**TASK DIRECTIONS:** Return the data below exactly, stopping after the line with "Draw the outline of every instance of the distant".

Dataset entries:
※ ※ ※

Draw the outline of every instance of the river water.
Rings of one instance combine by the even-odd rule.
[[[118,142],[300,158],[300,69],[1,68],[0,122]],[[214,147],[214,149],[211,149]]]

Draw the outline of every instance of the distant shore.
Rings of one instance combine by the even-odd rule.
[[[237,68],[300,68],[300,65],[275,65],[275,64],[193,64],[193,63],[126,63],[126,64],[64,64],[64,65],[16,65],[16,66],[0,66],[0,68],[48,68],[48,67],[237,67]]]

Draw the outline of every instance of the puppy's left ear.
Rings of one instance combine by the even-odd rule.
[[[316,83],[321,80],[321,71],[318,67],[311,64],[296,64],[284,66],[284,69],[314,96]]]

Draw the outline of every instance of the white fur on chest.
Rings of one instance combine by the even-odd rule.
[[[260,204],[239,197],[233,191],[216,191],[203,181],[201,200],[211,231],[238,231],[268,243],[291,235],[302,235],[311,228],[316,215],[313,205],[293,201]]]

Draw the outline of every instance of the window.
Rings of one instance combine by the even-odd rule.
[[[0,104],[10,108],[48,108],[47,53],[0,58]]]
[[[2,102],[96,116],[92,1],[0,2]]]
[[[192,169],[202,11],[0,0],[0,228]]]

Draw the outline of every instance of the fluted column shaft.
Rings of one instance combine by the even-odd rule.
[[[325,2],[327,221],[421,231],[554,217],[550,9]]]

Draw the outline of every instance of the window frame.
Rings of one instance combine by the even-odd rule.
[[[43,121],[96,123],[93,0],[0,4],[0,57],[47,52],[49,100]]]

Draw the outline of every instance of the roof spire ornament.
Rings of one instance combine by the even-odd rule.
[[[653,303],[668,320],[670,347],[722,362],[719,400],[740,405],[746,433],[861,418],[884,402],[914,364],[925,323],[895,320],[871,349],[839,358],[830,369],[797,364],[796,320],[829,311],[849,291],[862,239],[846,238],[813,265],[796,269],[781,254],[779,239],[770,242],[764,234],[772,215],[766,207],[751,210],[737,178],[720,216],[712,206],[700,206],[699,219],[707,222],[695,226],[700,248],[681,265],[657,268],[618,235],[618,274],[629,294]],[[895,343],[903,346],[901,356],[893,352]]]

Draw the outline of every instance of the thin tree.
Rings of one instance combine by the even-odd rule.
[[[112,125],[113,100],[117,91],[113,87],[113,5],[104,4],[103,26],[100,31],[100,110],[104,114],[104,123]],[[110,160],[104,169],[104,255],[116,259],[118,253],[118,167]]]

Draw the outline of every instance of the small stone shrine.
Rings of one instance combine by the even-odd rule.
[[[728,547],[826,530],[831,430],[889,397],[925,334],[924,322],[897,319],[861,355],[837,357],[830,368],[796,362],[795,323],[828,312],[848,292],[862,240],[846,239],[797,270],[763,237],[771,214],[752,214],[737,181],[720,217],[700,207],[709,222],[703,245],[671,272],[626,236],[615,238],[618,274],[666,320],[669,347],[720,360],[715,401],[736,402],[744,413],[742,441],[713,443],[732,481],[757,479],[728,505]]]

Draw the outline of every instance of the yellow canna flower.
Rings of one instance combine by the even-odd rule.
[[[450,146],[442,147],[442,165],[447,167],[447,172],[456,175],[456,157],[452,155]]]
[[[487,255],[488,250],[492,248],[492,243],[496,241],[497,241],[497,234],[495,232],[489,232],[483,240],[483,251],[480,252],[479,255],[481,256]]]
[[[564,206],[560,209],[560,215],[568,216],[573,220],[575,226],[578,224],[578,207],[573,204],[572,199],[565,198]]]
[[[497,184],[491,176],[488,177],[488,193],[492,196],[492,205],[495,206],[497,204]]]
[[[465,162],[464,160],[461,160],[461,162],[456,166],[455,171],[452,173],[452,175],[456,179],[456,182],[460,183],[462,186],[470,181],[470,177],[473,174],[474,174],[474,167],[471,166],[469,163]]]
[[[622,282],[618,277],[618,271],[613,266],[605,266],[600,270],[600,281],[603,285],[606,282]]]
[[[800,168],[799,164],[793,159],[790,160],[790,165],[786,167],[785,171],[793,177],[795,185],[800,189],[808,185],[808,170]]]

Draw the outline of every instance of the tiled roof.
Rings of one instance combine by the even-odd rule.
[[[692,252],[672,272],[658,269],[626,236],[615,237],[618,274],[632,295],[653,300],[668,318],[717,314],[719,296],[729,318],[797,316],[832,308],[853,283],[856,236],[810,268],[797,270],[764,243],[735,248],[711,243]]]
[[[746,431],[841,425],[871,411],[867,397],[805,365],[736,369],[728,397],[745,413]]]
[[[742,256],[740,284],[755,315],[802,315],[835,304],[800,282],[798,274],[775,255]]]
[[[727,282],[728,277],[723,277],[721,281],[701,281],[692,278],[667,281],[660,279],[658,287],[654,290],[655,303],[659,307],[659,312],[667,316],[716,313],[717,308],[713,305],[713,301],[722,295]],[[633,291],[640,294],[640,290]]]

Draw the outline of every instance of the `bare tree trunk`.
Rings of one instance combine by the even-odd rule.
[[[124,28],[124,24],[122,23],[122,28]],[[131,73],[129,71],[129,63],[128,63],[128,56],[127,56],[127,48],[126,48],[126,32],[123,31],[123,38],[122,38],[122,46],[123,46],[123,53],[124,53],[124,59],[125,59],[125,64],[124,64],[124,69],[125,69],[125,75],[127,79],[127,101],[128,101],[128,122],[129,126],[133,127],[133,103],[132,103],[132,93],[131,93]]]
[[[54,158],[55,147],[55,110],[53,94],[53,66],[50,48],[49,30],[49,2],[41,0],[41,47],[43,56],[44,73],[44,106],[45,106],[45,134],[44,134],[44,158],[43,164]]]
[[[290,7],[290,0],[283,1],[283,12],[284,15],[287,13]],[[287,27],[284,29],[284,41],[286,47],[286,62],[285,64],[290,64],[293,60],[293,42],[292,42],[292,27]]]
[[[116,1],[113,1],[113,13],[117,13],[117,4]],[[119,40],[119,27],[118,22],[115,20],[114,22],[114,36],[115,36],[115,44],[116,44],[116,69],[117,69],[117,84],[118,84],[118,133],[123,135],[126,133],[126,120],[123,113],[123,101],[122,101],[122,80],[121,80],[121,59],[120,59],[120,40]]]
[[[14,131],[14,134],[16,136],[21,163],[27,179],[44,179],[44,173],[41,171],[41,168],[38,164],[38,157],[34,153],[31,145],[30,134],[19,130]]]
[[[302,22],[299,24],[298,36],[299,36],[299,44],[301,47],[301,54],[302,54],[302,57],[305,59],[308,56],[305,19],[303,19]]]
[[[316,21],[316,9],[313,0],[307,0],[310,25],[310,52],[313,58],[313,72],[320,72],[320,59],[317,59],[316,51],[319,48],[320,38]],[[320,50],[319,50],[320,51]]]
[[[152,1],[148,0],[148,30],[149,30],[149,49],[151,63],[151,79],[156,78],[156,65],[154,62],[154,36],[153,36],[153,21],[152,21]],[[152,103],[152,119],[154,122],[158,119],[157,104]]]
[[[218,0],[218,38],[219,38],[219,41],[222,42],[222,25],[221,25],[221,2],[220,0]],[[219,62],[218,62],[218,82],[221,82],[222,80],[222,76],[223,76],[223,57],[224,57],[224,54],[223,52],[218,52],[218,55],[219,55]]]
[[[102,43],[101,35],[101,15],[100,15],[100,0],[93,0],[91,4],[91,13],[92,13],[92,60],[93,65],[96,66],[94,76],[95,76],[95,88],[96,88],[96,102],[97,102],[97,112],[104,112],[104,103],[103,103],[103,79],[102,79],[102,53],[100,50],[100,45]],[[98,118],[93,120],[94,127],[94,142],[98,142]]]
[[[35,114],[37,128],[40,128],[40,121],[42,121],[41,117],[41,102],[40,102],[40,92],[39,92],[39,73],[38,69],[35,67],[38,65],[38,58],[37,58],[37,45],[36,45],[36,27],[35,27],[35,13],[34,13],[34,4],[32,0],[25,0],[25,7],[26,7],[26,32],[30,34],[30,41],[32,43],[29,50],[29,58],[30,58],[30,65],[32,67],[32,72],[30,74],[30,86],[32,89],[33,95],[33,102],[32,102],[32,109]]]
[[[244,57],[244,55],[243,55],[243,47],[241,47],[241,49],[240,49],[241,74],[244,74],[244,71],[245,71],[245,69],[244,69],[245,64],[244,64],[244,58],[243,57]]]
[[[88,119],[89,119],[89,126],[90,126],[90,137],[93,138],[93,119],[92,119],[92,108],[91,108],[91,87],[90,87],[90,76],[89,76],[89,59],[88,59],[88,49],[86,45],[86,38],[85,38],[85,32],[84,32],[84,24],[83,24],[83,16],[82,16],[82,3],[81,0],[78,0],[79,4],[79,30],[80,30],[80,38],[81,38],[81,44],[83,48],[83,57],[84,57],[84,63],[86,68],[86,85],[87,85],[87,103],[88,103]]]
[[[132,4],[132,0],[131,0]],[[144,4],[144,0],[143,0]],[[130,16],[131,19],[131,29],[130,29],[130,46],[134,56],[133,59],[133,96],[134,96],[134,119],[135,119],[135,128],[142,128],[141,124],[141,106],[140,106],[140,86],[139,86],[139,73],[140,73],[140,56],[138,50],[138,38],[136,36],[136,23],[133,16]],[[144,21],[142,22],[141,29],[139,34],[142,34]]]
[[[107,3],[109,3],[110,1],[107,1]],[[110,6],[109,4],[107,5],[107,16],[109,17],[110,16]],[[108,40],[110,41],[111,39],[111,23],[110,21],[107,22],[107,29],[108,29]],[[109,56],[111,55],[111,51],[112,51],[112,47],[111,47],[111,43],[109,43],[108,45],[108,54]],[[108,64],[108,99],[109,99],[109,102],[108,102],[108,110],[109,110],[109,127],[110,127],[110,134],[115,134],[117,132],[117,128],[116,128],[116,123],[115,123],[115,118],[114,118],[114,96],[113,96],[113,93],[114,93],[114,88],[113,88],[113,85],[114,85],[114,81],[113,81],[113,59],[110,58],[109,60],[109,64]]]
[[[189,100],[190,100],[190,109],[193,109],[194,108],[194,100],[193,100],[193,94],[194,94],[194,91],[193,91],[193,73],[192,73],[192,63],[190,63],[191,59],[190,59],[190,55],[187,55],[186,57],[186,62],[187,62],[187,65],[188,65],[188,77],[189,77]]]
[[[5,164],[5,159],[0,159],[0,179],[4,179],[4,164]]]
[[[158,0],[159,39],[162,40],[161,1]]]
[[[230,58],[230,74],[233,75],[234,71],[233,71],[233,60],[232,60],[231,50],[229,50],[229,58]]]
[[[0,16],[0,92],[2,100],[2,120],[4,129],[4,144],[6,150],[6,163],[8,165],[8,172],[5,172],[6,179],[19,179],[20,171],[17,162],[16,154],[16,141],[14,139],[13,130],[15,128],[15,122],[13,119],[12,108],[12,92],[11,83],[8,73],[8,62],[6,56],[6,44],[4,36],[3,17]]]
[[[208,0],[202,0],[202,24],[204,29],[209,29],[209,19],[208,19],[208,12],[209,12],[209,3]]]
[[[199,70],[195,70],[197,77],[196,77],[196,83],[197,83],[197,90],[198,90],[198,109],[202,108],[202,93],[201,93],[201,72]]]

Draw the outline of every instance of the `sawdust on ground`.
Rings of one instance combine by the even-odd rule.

※ ※ ※

**PROBLEM SOLUTION:**
Draw the outline of every instance of the river water.
Rings of one instance combine by the even-odd rule.
[[[118,142],[300,158],[300,69],[1,68],[0,122]],[[214,147],[214,149],[211,149]]]

Draw the outline of every instance of the distant shore.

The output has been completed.